Text segment ::
★ ★ ★ ★ ★ ★ ★

Minister for Culture, Skills and Social Partnership
- In office 17 July 2024 – 12 May 2026
- First Minister: Vaughan Gething Eluned Morgan
- Preceded by: Sarah Murphy
- Succeeded by: Cefin Campbell

Member of the Senedd for Alyn and Deeside
- In office 7 February 2018 – 7 April 2026
- Preceded by: Carl Sargeant
- Succeeded by: Constituency abolished

Personal details
- Born: 1994 (age 31–32) Rhuddlan, Flint, Wales
- Party: Welsh Labour
- Relatives: Carl Sargeant (father)
- Website: https://jacksargeant.wales/

= Jack Sargeant (politician) =

Welsh politician and Member of the Senedd

Jack Sargeant (born 1994) is a Welsh Labour Party politician who served as Member of the Senedd for Alyn and Deeside from 2018 to 2026. He succeeded his father, following the 2018 Alyn and Deeside by-election. While in the Senedd, he served as Minister for Culture, Skills and Social Partnership from July 2024 until he lost his seat at the 2026 Senedd election.

★ ★ ★ ★ ★ ★ ★

Tasks to complete ::
A) Output the part of the Jack Sargeant text that begins at the words "Jack Sargeant (born" and stops after "2026 Senedd election.", copied word for word.
B) In the Jack Sargeant text, who came before him as Member of the Senedd for Alyn and Deeside?

Data extract ::
★ ★ ★ ★ ★ ★ ★

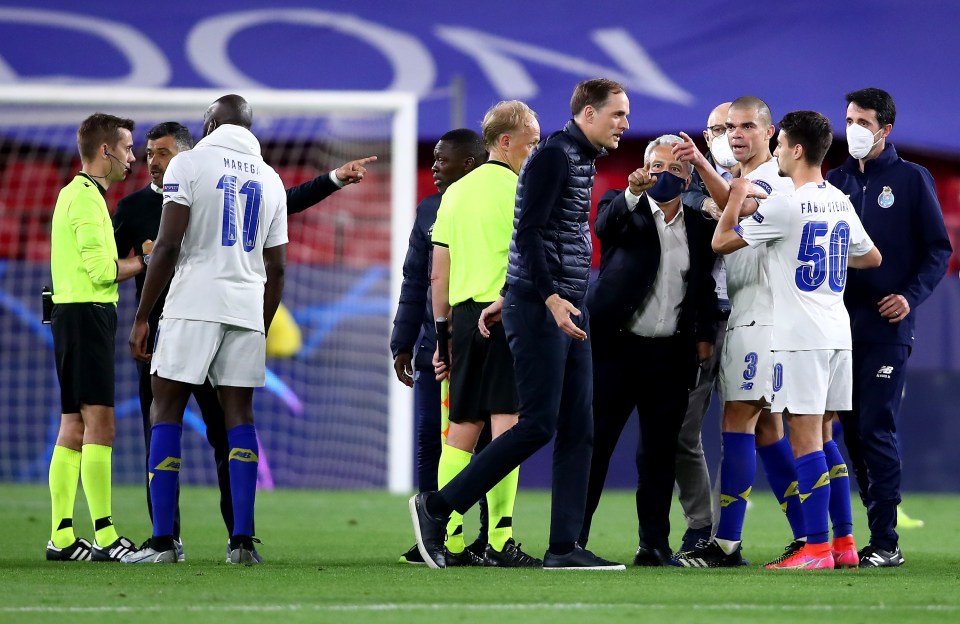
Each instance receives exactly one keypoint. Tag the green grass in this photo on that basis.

★ ★ ★ ★ ★ ★ ★

Solutions for each task ::
A)
Jack Sargeant (born 1994) is a Welsh Labour Party politician who served as Member of the Senedd for Alyn and Deeside from 2018 to 2026. He succeeded his father, following the 2018 Alyn and Deeside by-election. While in the Senedd, he served as Minister for Culture, Skills and Social Partnership from July 2024 until he lost his seat at the 2026 Senedd election.

B) Carl Sargeant, his father.